● DADOS FORNECIDOS:
===============
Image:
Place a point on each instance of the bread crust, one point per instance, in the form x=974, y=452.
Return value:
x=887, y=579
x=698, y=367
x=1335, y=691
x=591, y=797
===============
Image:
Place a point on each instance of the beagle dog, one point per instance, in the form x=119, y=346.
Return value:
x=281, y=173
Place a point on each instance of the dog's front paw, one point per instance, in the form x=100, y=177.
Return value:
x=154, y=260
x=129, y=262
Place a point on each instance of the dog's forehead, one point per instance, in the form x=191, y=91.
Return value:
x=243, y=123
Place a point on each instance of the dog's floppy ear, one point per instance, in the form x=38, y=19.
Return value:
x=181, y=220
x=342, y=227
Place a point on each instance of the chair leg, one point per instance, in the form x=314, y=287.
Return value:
===============
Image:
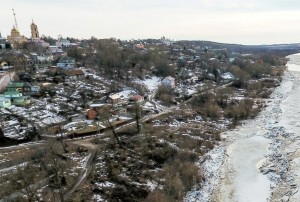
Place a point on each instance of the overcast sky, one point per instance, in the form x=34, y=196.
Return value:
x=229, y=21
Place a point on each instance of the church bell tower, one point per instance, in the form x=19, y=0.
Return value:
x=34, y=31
===============
Reproduza as linhas entre a que contém "Place a point on each instance of the dog's forehead, one" e a que contém "x=342, y=227", inclusive, com os pedidos, redimensionando as coordenadas das respostas. Multiplique cada uma por 2 e arredonde para o inteiro mais próximo, com metades para cima, sem alterar os números dos pedidos.

Place a point on each instance of the dog's forehead, one point per instance, in the form x=191, y=91.
Return value:
x=486, y=246
Place a point on each instance of the dog's floppy ear, one point per instance, in the form x=38, y=19.
Return value:
x=362, y=440
x=684, y=454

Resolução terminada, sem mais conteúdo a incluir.